For fans who won't leave home without it, the news is bad for their favorite cold remedy, Zicam. 

The Food and Drug Administration (FDA) is ordering the maker of Zicam to cease marketing the little bottle with the big nasal spray after continuing reports that some users have lost their sense of smell.

In a letter to drug maker, Matrixx Initiatives Inc., the FDA said the company must stop marketing the products because they are misbranded and fail to adequately warn of risks.

Here are the three over-the-counter Zicam products affected:

  • Zicam Cold Remedy Nasal Gel
  • Zicam Cold Remedy Nasal Swabs
  • Zicam Cold Remedy Swabs, Kids Size (a discontinued product)
     

The FDA has reportedly received more than 130 reports of the loss of smell, also known as anosmia, which can render someone vulnerable if they cannot smell spoiled food or smoke from fire, for example.

The nasal spray delivers the homeopathic ingredient, zinc gluconate, a naturally occuring mineral, directly into the nasal passages where it can be immediately absorbed.  The package instructions are very precise that the bottle nose should be placed barely inside the nostril and pointed to the outside of the nasal passage.

Dr. Charles Lee, at the FDA’s Center for Drug Evaluation and Research believes that zinc may damage nerve receptors which can lead to anosmia. 

Since Zicam was first introduced in 1999, the company says more than 35 million units and over 1 billion doses have been sold.  130 complaints pale in comparison, but the FDA believes Matrixx has received 800 additional adverse reports that consumers have called into the Scottsdale, Arizona-based company, and it wants them turned over.

Zicam’s other oral cold remedies RapidMelts, Oral Mist, and Chewables are not affected by the warning because they are ingested.
━━━
What you are asked to do ::
According to the Zicam news item, how many reports of loss of smell has the FDA reportedly received? The entries that come next are not needed for anything here.
━━━
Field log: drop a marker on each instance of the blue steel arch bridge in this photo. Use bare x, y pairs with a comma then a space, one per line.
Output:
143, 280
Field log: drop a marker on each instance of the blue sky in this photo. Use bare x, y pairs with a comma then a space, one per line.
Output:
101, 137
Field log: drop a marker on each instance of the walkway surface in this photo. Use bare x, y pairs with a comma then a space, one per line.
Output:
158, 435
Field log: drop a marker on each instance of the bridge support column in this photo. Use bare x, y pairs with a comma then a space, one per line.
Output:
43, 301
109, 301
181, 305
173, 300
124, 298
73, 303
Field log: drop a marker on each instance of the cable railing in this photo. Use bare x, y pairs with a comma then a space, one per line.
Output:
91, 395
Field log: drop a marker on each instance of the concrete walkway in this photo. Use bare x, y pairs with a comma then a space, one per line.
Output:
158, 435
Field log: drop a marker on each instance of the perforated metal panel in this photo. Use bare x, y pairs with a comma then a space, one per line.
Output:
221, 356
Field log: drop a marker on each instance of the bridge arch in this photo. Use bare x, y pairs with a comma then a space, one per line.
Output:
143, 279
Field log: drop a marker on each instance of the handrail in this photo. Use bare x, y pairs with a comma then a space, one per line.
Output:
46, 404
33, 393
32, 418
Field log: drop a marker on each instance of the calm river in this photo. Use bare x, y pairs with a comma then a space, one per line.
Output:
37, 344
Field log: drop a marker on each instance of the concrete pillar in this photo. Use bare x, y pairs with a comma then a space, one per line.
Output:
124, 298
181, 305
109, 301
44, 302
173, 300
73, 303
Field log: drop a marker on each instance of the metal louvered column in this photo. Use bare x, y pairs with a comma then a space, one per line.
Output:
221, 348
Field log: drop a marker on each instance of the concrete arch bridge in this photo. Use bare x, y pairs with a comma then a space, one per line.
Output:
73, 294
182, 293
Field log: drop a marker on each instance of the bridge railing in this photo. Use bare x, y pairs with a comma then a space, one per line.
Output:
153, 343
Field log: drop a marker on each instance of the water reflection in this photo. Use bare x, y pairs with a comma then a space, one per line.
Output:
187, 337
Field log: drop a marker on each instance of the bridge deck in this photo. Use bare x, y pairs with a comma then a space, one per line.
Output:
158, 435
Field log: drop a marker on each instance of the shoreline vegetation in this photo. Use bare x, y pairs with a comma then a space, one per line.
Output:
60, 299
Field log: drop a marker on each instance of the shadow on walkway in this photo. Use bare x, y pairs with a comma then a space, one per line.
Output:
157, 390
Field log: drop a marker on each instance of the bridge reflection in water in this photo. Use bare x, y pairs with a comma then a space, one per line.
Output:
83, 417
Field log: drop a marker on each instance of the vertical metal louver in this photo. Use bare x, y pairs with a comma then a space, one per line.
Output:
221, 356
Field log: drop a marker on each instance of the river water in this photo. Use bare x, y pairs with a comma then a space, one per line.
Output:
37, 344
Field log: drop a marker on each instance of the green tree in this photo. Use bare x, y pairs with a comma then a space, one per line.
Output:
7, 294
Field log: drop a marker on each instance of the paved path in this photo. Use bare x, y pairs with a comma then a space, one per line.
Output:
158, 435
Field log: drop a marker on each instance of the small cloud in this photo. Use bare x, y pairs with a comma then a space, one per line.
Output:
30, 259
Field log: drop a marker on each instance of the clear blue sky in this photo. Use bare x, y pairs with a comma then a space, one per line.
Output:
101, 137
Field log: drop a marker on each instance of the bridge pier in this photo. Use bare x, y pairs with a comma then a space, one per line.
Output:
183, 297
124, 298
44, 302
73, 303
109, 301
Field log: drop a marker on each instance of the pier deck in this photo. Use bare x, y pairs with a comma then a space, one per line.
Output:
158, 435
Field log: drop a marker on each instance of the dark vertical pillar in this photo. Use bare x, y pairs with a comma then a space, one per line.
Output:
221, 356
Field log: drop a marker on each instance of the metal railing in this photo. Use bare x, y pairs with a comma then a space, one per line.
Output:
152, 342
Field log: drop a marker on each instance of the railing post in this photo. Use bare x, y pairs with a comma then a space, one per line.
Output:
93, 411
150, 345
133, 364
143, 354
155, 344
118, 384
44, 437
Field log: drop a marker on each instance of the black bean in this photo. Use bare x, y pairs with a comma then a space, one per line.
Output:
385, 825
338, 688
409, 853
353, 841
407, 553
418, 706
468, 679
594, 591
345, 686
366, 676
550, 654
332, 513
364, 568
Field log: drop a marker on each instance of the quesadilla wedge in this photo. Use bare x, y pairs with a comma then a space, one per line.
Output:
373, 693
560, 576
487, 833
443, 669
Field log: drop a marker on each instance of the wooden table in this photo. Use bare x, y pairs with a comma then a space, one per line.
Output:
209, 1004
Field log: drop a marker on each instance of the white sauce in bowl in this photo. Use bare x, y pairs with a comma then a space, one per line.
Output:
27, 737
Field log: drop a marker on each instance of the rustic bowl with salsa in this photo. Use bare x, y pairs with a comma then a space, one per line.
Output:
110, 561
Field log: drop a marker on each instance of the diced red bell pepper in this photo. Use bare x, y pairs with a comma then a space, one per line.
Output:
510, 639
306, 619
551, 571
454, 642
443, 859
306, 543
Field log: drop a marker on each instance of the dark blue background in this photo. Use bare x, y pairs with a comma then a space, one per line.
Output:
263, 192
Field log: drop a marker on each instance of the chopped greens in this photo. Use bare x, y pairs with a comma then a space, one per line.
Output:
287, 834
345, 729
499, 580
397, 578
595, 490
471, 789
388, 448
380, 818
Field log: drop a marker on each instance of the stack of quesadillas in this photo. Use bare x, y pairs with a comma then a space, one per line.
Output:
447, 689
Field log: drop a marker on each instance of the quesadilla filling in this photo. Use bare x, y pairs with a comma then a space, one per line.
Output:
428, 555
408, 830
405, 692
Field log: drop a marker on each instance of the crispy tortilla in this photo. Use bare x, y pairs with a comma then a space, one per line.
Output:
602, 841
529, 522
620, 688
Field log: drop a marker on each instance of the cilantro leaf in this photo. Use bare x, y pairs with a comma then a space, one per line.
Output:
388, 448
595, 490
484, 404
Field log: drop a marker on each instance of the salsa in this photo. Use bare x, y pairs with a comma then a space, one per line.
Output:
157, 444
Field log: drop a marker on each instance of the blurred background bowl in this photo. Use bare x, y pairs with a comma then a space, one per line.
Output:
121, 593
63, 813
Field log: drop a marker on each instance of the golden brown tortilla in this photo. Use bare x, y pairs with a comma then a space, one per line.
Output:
━━━
Final answer ::
More than 130 reports.